TEXTE DE LECTURE:
Sécurité d’approvisionnement d’électricité en Belgique: Elia tire le signal d’alarme
Black-out, le retour? Elia prévoit un manque de capacité en hausse lors de la sortie du nucléaire en Belgique: son nouveau rapport souligne l’urgence de la situation et la nécessité de prévoir un filet de sécurité structurel pour garantir la sécurité d’approvisionnement.
Comme le prévoit la loi Electricité belge, Elia a réalisé une analyse supplémentaire relative aux besoins en matière d’adéquation et de flexibilité au cours de la période 2020-2030. Le nouveau rapport confirme et renforce les conclusions de précédentes études menées par le gestionnaire de réseau en 2016 et 2017. En l’occurrence, Elia constate que le besoin en capacité de remplacement nécessaire en vue de répondre à la sortie du nucléaire prévue par la loi grandit encore. A ceci près qu’il y a une nouvelle donnée par rapport aux années précédentes, et non des moindres: la sortie anticipée du charbon dans les pays voisins qui réduit les possibilités pour la Belgique d’importer de l’électricité en périodes de pénurie.
La sortie accélérée du charbon chez nos voisins entraînera une augmentation du besoin de capacité en Belgique dès l’hiver 2022. Il pourrait s’agir de plus d’1 GW.
La Belgique sort du nucléaire de manière désordonnée…
La fermeture de l’ensemble du parc nucléaire belge (normalement prévu fin 2025) créera un besoin structurel de capacité supplémentaire d’environ 3,9 GW. Ce chiffre tient compte des incertitudes dans les pays voisins (pour un volume d’environ 1,5 GW) sur lesquelles la Belgique n’a pas d’emprise, comme une disponibilité réduite de la production ou des interconnexions. Selon Elia, le besoin en capacité de remplacement nécessaire pour répondre à la sortie du nucléaire à partir de 2025 passe ainsi de 3,6 GW (chiffre de l’étude réalisée fin 2017) à environ 3,9 GW.
… et nos voisins sortent du charbon en mode «accéléré»
La situation est rendue plus compliquée en raison de la sortie accélérée du charbon chez nos voisins, principalement en Allemagne. Celle-ci entraînera une augmentation du besoin de capacité en Belgique dès l’hiver 2022. Il s’agit là d'une donnée nouvelle. Avant la sortie du nucléaire de 2025, il y aura donc déjà un nouveau besoin de capacité, celle-ci pouvant dépasser 1 GW.
Depuis la publication de la précédente étude, en 2016, des fermetures anticipées ou supplémentaires ont été annoncées pour un total de 26 GW. Et dans les dix années à venir, l’Europe connaîtra la fermeture de centrales nucléaires et au charbon représentant une capacité d’environ 100 GW, en majorité en Europe de l’Ouest.

LIGNES DE DONNÉES:

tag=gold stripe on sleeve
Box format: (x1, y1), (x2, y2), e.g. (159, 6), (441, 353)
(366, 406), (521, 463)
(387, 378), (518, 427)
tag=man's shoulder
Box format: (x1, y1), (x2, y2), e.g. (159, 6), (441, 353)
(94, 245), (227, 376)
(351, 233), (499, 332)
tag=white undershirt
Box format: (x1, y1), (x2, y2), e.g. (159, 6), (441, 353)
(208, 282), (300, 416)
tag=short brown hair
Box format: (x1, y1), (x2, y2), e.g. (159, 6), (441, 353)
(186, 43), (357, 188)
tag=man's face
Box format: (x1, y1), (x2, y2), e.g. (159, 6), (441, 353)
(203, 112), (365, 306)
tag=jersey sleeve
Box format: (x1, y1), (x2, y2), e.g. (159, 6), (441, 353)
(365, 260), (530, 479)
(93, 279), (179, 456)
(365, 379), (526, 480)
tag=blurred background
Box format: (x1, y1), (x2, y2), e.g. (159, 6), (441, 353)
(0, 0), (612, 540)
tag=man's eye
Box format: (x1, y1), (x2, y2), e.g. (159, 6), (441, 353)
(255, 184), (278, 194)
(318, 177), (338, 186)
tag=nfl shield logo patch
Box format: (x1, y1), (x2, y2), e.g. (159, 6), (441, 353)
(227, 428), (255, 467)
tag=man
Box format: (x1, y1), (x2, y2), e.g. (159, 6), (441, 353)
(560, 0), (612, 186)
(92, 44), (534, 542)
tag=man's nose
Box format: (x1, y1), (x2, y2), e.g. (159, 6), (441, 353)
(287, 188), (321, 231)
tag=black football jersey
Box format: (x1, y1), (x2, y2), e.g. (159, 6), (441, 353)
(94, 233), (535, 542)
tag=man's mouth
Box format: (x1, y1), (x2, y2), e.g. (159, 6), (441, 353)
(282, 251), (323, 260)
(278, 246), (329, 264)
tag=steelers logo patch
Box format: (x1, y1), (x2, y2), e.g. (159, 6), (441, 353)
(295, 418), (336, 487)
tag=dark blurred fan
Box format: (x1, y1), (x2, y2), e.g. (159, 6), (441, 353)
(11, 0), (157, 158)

CONSIGNE: D'après le texte de lecture, quel besoin structurel de capacité supplémentaire la fermeture de l'ensemble du parc nucléaire belge créera-t-elle ?

RÉPONSE ATTENDUE: Environ 3,9 GW.